Document text:
○ ○ ○ ○ ○ ○ ○

Victoria will establish a new cross-disciplinary office to track people at risk of carrying out terrorist attacks and intervene early.
The Fixated Threat Assessment Centre, to be situated inside Victoria Police, will include specialist police, forensic and mental health experts all under one roof.
The $31.6 million unit will provide a structured and coordinated approach to respond to serious threats of violence posed by “people with complex needs” who may commit acts of terrorism or other extreme violence.
It will bring senior and experienced police and mental health clinicians together to better identify and respond to individuals who may pose a risk, and intervene early to help prevent violence.
Additional funding will also be provided to put in place specialist mental health, alcohol and other drug services to engage high risk individuals, ensuring they receive the help they need.
“The centre will target high-risk people in the community who may pose a serious threat to Victorians, including those who hold a fixated grievance and violent extremists,” said Police Minister Lisa Neville.
Staff recruitment and establishment of the centre will commence immediately. It will be operational by January 2018, based at the Victoria Police Command Complex in Spencer Street. It is expected the centre will assess around 300 people per year.
It is based on a model developed with input from leading forensic mental health specialists including Forensicare, Melbourne Health and Monash Health.
Similar centres are already operating in New South Wales, Queensland, New Zealand, the Netherlands and the United Kingdom.
The Victorian government is also reforming terror laws, following a review by former police chief commissioner Ken Lay and former Supreme Court of Appeal justice David Harper.

○ ○ ○ ○ ○ ○ ○

Task instructions:
Print the stretch of the article on Victoria's threat assessment centre from "The Victorian government" through "justice David Harper.", word for word.

○ ○ ○ ○ ○ ○ ○

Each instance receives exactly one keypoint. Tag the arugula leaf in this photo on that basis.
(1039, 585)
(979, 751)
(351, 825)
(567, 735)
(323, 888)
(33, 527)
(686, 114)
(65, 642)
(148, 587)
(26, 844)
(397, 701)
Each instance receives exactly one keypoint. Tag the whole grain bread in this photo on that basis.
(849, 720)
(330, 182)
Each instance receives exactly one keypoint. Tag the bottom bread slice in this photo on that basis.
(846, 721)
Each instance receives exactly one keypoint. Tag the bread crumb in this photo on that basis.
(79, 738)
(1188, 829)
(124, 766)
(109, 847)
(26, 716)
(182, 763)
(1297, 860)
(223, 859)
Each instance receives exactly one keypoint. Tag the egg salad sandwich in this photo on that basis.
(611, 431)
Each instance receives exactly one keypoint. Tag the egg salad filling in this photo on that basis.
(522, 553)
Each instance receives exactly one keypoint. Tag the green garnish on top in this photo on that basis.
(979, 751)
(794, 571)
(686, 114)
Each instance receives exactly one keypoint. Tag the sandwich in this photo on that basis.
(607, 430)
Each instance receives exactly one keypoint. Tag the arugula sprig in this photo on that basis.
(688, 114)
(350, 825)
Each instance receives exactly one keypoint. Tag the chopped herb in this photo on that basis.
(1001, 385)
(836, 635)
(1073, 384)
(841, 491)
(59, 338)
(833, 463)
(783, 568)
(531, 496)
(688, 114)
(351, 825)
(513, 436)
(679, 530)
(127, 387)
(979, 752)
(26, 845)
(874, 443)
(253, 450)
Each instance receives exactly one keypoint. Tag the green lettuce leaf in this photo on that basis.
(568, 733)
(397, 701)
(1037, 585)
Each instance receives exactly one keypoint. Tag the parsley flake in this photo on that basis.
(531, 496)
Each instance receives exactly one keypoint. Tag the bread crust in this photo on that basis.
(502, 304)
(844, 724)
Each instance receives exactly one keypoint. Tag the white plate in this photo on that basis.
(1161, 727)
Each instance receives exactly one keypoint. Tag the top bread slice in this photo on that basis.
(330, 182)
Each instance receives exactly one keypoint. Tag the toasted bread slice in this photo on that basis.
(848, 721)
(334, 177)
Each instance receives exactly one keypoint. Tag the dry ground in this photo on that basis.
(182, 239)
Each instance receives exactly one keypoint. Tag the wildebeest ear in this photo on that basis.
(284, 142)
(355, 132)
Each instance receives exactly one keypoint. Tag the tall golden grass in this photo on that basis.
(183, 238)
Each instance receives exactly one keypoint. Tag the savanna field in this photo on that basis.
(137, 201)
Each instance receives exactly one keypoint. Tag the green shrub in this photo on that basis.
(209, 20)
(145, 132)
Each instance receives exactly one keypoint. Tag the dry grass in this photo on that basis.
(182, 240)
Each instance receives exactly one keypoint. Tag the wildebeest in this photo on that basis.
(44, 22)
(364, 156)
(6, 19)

○ ○ ○ ○ ○ ○ ○

Result for this task:
The Victorian government is also reforming terror laws, following a review by former police chief commissioner Ken Lay and former Supreme Court of Appeal justice David Harper.